Description of the task:
Rewrite each of the rows below, swapping "every instance" for "all instances" wherever it occurs and leaving everything else as it is.

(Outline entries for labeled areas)

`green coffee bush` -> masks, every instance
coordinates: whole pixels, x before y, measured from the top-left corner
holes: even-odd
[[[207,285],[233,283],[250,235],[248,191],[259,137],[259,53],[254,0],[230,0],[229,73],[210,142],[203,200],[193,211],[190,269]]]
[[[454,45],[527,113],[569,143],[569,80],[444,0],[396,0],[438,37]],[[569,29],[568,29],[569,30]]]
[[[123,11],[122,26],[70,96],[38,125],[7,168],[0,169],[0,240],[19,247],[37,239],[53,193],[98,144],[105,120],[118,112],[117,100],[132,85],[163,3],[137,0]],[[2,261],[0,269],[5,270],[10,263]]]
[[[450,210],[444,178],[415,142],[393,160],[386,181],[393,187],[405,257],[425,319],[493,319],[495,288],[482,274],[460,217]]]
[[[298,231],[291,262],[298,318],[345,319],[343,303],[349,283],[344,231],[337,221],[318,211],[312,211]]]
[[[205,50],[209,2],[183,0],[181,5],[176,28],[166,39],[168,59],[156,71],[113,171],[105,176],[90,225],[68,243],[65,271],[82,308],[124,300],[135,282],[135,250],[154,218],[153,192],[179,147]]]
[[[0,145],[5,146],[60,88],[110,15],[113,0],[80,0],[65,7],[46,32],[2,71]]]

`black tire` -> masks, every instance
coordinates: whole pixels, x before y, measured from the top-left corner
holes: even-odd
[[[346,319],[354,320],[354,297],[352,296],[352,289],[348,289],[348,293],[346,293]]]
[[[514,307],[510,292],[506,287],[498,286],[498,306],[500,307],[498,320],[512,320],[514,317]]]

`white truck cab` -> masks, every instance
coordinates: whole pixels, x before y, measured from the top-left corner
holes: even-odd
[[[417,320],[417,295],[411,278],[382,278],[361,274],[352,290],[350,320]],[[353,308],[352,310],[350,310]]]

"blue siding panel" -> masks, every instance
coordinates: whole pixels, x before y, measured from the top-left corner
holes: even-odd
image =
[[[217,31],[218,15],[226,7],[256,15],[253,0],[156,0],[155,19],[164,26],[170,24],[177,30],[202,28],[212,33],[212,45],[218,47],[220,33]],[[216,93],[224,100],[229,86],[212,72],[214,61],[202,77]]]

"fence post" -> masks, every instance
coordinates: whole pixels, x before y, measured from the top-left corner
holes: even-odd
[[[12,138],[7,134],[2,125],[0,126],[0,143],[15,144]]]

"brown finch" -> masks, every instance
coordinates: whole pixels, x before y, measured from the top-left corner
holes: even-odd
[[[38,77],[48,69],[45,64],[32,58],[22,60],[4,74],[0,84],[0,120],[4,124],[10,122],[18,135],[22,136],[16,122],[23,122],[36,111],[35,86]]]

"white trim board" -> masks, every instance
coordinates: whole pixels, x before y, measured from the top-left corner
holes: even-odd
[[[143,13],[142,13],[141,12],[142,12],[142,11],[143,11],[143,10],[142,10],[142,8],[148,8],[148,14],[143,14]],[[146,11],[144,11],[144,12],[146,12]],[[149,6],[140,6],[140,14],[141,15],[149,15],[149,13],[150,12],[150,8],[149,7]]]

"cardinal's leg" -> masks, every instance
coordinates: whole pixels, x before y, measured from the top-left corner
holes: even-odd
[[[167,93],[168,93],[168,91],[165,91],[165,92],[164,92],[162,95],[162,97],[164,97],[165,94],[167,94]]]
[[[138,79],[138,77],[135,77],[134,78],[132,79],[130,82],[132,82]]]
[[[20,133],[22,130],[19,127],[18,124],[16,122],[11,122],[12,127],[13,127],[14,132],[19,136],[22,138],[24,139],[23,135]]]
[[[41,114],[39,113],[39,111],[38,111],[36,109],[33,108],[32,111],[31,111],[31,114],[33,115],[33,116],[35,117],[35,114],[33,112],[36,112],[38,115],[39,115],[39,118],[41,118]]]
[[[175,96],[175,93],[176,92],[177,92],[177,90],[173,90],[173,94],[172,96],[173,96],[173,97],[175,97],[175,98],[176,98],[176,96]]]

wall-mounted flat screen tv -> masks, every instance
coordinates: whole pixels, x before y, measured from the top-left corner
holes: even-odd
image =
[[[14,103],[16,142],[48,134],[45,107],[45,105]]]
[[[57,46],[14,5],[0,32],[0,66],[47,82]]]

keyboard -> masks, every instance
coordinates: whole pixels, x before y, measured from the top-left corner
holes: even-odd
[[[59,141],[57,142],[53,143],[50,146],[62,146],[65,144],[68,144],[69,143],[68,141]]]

Response to the task:
`green coffee bush` -> masks, all instances
coordinates: whole pixels, x before y, measured from the top-left corner
holes: even-odd
[[[207,285],[233,283],[250,235],[248,191],[259,137],[259,53],[254,0],[230,0],[229,73],[210,142],[203,200],[193,211],[190,269]]]
[[[454,45],[527,113],[569,143],[569,80],[444,0],[396,0],[438,37]],[[569,29],[568,29],[569,30]]]
[[[123,11],[122,26],[70,96],[38,125],[7,168],[0,169],[0,240],[19,247],[37,239],[53,193],[98,144],[105,120],[118,112],[117,100],[132,85],[163,3],[137,0]],[[2,261],[0,269],[5,270],[10,263]]]
[[[450,210],[444,178],[415,142],[393,160],[386,181],[393,187],[405,257],[425,319],[493,319],[495,288],[482,274],[460,217]]]
[[[298,231],[291,262],[298,318],[345,319],[343,303],[349,283],[344,231],[337,221],[318,211],[312,211]]]
[[[205,50],[209,2],[183,0],[181,5],[176,28],[166,39],[168,59],[156,71],[113,171],[105,176],[90,225],[68,243],[65,271],[82,308],[124,300],[135,282],[135,250],[154,218],[153,192],[179,147]]]
[[[0,145],[5,146],[60,88],[110,15],[113,0],[80,0],[65,7],[46,32],[2,71]]]

`black tire` -> masks, all instances
coordinates: whole pixels, x before y, measured from the top-left corner
holes: even-odd
[[[346,319],[354,320],[354,297],[352,296],[352,289],[348,289],[348,293],[346,293]]]
[[[514,307],[510,292],[506,287],[498,286],[498,306],[500,307],[498,320],[512,320],[514,317]]]

`white truck cab` -> masks, all instances
coordinates: whole pixels, x before y, measured from the top-left corner
holes: even-odd
[[[417,320],[417,295],[411,278],[382,278],[361,274],[352,290],[350,320]],[[353,308],[352,310],[350,310]]]

"blue siding panel" -> masks, all instances
coordinates: whole pixels, x before y, measured from the top-left corner
holes: even-odd
image =
[[[217,31],[218,15],[226,7],[256,15],[253,0],[156,0],[155,19],[164,26],[170,24],[177,30],[202,28],[212,33],[212,45],[218,47],[220,33]],[[216,93],[224,100],[229,86],[212,72],[214,61],[202,77]]]

"fence post" -> masks, all instances
coordinates: whole pixels, x before y, measured from the top-left corner
holes: even-odd
[[[12,138],[7,134],[2,125],[0,126],[0,143],[15,144]]]

"brown finch" -> masks, all instances
coordinates: whole pixels, x before y, measured from the top-left corner
holes: even-odd
[[[38,77],[48,69],[45,64],[32,58],[22,60],[4,74],[0,84],[0,120],[4,124],[10,122],[18,135],[22,136],[16,122],[23,122],[36,111],[35,86]]]

"white trim board" -> masks, all instances
coordinates: whole pixels, x before y, measured from the top-left corner
holes: even-odd
[[[143,13],[142,13],[141,12],[142,12],[142,11],[143,11],[143,10],[142,10],[142,8],[148,8],[148,14],[143,14]],[[146,11],[144,11],[144,12],[146,12]],[[149,6],[140,6],[140,14],[141,15],[149,15],[149,13],[150,12],[150,8],[149,7]]]

"cardinal's leg" -> masks, all instances
coordinates: whole pixels, x before y, measured from the top-left corner
holes: even-odd
[[[167,93],[168,93],[168,91],[165,91],[165,92],[164,92],[162,95],[162,97],[164,97],[165,94],[167,94]]]
[[[138,79],[138,77],[135,77],[134,78],[132,79],[130,82],[132,82]]]
[[[20,133],[22,130],[19,127],[18,124],[16,122],[11,122],[12,127],[13,127],[14,132],[19,136],[22,138],[24,139],[23,135]]]
[[[41,114],[39,113],[39,111],[38,111],[36,109],[33,108],[32,111],[31,111],[31,114],[33,115],[33,116],[35,117],[35,114],[33,112],[36,112],[38,115],[39,115],[39,118],[41,118]]]
[[[175,96],[175,93],[176,92],[177,92],[177,90],[173,90],[173,94],[172,96],[173,96],[173,97],[175,97],[175,98],[176,98],[176,96]]]

wall-mounted flat screen tv -> masks, all instances
coordinates: whole pixels, x before y, measured from the top-left corner
holes: even-odd
image =
[[[14,103],[16,142],[48,134],[45,107],[45,105]]]
[[[57,46],[14,5],[0,32],[0,66],[47,82]]]

keyboard -> masks, all instances
coordinates: whole pixels, x before y, measured from the top-left corner
holes: even-odd
[[[59,141],[57,142],[53,143],[50,146],[62,146],[65,144],[68,144],[69,143],[68,141]]]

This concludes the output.